▶ _TEXT EXCERPT_:

◇ ◇ ◇

The electronic health record company Epic offers financial incentives to healthcare systems that use its proprietary algorithms — and those algorithms can deliver inaccurate predictions, a Stat News investigation found.
Epic is the largest electronic health record company in the United States, and it holds the health records for around 250 million people. The company has around 20 algorithms designed to predict things like how long a patient might stay in the hospital, which patients might become seriously ill, and which might develop a deadly condition called sepsis.
Like many other groups that build health algorithms, Epic doesn’t publicly share details of how the algorithms are built. Researchers at hospitals that use Epic are able to scrutinize the tools, but any investigations are challenging: they can’t disclose proprietary information and may worry about complicating their employer’s relationships with the company if they publish negative results, Stat News reported.
The studies that have been done on the algorithms show that they often don’t work as well as advertised. One analysis of the sepsis algorithm, which Epic says works 76 percent of the time, found it was only right 63 percent of the time.

◇ ◇ ◇

▶ _Data for pointing to regions_:

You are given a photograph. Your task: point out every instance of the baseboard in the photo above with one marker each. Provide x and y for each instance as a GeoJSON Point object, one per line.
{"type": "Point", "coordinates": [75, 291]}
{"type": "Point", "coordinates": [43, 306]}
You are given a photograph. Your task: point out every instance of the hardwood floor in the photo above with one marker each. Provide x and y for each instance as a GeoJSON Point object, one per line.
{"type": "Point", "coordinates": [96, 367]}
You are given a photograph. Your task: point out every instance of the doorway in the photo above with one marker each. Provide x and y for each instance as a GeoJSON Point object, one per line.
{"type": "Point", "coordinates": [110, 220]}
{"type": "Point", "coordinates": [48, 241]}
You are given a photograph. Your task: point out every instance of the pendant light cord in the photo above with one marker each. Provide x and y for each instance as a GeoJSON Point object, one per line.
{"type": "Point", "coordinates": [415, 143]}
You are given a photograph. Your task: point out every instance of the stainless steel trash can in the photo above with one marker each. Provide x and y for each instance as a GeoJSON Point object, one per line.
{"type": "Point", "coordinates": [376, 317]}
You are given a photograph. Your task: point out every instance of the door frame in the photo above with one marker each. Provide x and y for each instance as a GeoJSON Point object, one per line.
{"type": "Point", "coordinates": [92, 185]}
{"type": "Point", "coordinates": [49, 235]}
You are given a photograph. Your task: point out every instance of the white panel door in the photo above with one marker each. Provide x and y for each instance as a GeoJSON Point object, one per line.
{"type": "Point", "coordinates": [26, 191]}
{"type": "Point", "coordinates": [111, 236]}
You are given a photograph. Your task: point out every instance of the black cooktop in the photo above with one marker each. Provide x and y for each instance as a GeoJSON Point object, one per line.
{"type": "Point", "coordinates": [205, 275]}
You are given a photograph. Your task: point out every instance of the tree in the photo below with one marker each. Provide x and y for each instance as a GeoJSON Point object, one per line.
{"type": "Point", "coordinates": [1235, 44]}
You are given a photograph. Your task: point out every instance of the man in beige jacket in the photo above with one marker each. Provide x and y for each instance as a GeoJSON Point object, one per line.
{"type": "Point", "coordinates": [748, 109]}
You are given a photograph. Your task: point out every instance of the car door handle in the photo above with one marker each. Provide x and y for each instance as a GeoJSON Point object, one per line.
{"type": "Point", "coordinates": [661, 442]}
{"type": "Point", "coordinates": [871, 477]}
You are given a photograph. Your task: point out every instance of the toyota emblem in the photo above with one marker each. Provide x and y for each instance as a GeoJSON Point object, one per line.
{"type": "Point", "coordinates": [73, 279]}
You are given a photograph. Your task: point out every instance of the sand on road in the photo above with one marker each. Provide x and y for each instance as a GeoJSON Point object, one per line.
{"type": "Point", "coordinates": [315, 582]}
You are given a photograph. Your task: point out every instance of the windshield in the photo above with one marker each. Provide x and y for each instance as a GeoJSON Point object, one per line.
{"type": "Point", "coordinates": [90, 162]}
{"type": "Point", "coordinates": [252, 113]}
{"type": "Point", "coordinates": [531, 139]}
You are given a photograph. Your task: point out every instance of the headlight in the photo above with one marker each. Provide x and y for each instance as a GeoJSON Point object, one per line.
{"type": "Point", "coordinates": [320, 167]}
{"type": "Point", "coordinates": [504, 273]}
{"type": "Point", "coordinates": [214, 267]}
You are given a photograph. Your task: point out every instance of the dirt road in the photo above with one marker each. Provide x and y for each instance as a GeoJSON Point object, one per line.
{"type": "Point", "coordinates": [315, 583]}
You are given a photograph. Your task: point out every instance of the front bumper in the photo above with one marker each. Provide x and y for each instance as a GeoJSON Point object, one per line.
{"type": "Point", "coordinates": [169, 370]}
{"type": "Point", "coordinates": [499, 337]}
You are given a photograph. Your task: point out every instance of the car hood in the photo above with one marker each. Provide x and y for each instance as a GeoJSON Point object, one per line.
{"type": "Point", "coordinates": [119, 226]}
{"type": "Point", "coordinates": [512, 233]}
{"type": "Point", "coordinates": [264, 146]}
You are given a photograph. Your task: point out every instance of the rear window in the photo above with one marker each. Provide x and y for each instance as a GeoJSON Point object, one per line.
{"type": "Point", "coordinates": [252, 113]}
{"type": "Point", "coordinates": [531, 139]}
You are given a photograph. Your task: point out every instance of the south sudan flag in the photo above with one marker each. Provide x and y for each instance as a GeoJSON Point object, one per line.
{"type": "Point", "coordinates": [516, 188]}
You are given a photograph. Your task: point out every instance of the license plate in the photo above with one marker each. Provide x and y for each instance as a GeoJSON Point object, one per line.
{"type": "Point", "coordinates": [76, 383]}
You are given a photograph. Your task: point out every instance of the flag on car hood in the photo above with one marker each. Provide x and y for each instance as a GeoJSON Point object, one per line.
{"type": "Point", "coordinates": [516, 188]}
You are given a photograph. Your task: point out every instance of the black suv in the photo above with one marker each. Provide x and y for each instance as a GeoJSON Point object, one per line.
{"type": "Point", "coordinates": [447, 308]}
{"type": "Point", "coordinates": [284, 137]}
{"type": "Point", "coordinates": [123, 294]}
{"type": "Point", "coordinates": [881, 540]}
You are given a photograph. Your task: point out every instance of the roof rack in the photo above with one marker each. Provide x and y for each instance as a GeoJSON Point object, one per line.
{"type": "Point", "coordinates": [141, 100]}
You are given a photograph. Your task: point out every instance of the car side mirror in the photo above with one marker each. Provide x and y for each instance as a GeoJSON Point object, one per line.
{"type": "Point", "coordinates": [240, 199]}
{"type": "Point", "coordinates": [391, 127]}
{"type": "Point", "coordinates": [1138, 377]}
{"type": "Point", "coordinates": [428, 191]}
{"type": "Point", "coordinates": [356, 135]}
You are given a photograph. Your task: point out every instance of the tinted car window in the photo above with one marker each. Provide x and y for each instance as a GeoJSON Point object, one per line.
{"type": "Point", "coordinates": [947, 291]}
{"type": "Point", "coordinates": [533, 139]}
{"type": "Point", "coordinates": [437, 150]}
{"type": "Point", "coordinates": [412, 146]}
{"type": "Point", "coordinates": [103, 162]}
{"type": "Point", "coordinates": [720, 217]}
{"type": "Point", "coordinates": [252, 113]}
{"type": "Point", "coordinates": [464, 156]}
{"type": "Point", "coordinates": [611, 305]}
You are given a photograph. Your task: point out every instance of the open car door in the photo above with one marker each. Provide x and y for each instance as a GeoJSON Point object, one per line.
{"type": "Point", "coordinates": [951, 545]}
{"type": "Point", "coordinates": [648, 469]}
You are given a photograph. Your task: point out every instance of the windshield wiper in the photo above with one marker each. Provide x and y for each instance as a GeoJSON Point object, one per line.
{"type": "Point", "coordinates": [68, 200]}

◇ ◇ ◇

▶ _ACTIVITY_: According to the text on Epic's health algorithms, how often did one analysis find the sepsis algorithm was right?

▶ _SOLUTION TO THIS PROBLEM_: Only 63 percent of the time.